__Provided passage__.
Mr Radebe said that the importance and the value of the presentation from the NEF in clearing up the misunderstandings could not be overemphasized. The photographs at the end of the presentation displayed outfits of unique quality, and any woman would be proud to wear them. He quipped that perhaps, as part of the corporate social responsibility, NEF and Luminance should provide the ladies in the Committee with such dresses.

The Chairperson said that the transaction was definitely going to add “some luminance” to the retail sector.

Dr James emphasised that one of the most important points made was that under 4% of JSE companies were owned by black South Africans. It had taken over 150 years for whites to attain their current position and South Africa’s future was bleak if it maintained such a low rate of transformation. The efforts of NEF to alter that number were very important, and that was why the Committee was willing to monitor very carefully what the NEF was doing, as well as supporting it.

Mr McIntosh remarked that the NEF was doing a great job and encouraged the Fund to continue supporting capitalists who were making a success out of their businesses, whilst the Committee and dti should continue to support NEF. He also stated that the figure of 3.9% had to be treated with utmost care. It was similar to the 13%: 87% issue on land transformation. He suggested that the NEF should do more research and confirm that number, as he did not believe that figure, and he thought that the use of this figure out of context could be very crude and blunt.

Southern African Development Community (SADC) Protocol on Trade in Services (SADC PTS): Department of Trade and Industry briefing
The Chairperson called on the Minister and the dti to be very brief and straight forward, in view of the shortage of time to present.

Minister Davies explained that the SADC Protocol was concerned with defining a set of ambitions for a trade-in-services agreement within the SADC. There was currently no agreement on trade in services, and there was thus a need to define the areas of operation and processes of negotiations. The President had not, however, signed the Protocol as yet, because he was due to do so on the day that the Marikana incident erupted. However, there was a legal opinion to the effect that the fact that the majority of the members had signed meant that it came into effect when members ratified. For this reason, he noted that South Africa could ratify, even though it had not yet signed it.

Mr Xavier Carim, Deputy Director General: International Trade and Economic Development, Department of Trade and Industry, set out further details. By way of background, he noted that the Protocol on Trade in Services (PTS) was already envisioned in the 1996 SADC Treaty and the SADC Trade Protocol. The overall objective was to promote regional integration in SADC by creating a single market for trade in services. The Protocol set out the legal framework for trade in services. Ratification by two-thirds of the SADC members would be needed before it came into force. This Protocol was based on the World Trade Organisation (WTO) General Agreement on Trade in Services (GATS), which allowed for preferential services trade agreements amongst members.

__Data section__.
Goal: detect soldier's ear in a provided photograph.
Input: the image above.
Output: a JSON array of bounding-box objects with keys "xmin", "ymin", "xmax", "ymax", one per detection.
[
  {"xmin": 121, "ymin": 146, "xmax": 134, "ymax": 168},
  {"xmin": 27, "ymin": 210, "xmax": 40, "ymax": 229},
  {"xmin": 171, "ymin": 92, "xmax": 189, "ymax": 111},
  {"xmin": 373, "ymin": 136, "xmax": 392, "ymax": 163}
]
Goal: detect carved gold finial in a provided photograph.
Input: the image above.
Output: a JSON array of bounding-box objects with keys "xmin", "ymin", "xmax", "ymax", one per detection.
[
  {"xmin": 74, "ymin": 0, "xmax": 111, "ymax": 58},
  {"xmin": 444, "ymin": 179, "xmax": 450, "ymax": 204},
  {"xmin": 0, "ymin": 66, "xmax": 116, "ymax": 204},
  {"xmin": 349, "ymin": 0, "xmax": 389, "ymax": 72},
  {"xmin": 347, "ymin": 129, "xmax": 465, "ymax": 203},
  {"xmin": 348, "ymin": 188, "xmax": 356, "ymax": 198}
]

__Brief__. According to the committee proceedings, how many SADC members must ratify the Protocol on Trade in Services before it comes into force?

__Full answer__. Two-thirds of the SADC members.